• QUOTED TEXT:
·····

A Conversation with David Sanborn – HuffPost 10.5.12

Mike Ragogna: David, let’s get into Then Again: The David Sanborn Anthology, your new doubledisc anthology. You participated in the track selection?

David Sanborn: Yeah, I actually selected all of the tracks that are on this particular collection. So what I did was I went over all of the CDs that I made at Warner Brothers or Elektra, which is all part of the Warner group over the last twenty years, from ’75 until sometime in the mid-nineties. What I tried to do was make this a little bit different from some of the other collections that had been put out because I didn’t really have much of a hand in putting together those collections. What I wanted to do on this particular one, when they came to me and asked if I would be interested in doing it, was to try to represent not only the chronology of the records and the music and the evolution from ’75 on, but also to kind of give the listener a sense of what I consider to be representative of the particular period from which the songs came. The first song on the CD is a tune called “The Whisperer,” which is also the first song on my first CD, so I thought that was kind of fitting. It kind of represented where I was coming from at that point, and kind of what led me to make my own CD, which is some of the people I was playing with at that time who were on that particular tune; Mike and Randy Brecker, and a piano player named Don Grolnick, who also wrote that song. I believe Steve Gadd is on that tune, and Will Lee’s playing bass. These were all people that I was playing with, with The Brecker Brothers in New York and in other situations in other cities. I think what this collection represents is that chronology, plus some things that had not been on other CDs–either things that had been alternate takes or, in particular, the second song on this collection, which is a tune called “Benjamin,” which is on a CD that is now out-of-print. But I thought it was such a great tune that James Taylor wrote for that particular CD. I thought it was a great representation of not only where I was at musically at the time, but I was also working as a side-man with James Taylor while I was also doing my own thing.

·····

• EXCERPTED DATA:
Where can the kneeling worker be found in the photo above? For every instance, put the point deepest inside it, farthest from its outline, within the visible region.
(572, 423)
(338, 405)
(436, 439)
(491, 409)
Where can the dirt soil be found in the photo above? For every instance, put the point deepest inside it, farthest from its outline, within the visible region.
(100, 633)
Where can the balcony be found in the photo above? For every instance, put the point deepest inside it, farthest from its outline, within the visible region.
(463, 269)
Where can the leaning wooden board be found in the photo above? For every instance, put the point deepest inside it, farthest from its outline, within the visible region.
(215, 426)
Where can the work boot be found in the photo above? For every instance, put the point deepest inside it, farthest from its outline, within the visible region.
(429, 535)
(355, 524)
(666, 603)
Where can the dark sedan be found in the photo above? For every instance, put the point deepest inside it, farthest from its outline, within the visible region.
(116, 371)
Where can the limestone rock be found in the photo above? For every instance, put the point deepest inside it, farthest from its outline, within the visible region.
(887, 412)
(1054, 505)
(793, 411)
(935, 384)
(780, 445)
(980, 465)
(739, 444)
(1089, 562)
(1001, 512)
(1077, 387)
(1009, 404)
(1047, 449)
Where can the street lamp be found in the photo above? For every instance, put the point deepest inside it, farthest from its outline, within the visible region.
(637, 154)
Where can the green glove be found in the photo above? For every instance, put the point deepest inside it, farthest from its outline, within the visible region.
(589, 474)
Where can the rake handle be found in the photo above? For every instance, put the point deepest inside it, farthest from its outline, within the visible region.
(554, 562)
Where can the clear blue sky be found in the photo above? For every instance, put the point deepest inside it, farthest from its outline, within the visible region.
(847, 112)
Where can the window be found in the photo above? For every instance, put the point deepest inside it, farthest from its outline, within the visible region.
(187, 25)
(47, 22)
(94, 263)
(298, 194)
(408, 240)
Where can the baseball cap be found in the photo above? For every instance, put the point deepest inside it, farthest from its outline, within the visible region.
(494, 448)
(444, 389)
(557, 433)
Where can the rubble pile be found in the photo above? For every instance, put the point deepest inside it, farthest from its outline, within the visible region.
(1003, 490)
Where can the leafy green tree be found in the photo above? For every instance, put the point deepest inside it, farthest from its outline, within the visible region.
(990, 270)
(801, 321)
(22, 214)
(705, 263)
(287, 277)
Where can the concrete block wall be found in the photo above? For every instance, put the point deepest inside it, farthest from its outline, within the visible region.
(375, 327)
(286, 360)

·····

• WHAT YOU WILL DO:
A. Answer each question briefly from the interview with David Sanborn.
(i) Over which span of years were the recordings made that Sanborn reviewed for the anthology?
(ii) Who wrote "The Whisperer"?
(iii) Who wrote "Benjamin"?
B. Decide whether each statement agrees with the interview with David Sanborn. Answer yes or no, and quote the words of the interview that settle it.
(i) Sanborn chose every track on the anthology himself.
(ii) "The Whisperer" closes the anthology.
(iii) The CD that first carried "Benjamin" is still in print.
C. Carry the interview with David Sanborn forward from its last sentence.

• ANSWER LIST:
A.
(i) From '75 until sometime in the mid-nineties.
(ii) Don Grolnick.
(iii) James Taylor.

B.
(i) Yes: "I actually selected all of the tracks that are on this particular collection."
(ii) No: "The first song on the CD is a tune called “The Whisperer,”"
(iii) No: "which is on a CD that is now out-of-print"

C.
MR: Ah, you fell into my James Taylor trap! My favorite recording in the world is “You Make it Easy” by JT, on which you play an amazing sax solo. I brag about it virtually to everybody, including his son Ben Taylor, and his mother Carly Simon, who revealed that “You Belong to Me” was written in response to “You Make it Easy.” I love how all of you have been so interconnected creatively over the years.

DS: Well, that’s great. Thanks. As you pointed out, that’s kind of what was going on at the time.

MR: David, you’ve been “the sideman” and I hate that term, because the sidemen add a lot of the front and center “hooks” and meat and potatoes to records. Your saxophone playing, your particular style, including on others’ projects, is so identifiable, like you’re the featured artist, when you add your part to those records. How do you do that?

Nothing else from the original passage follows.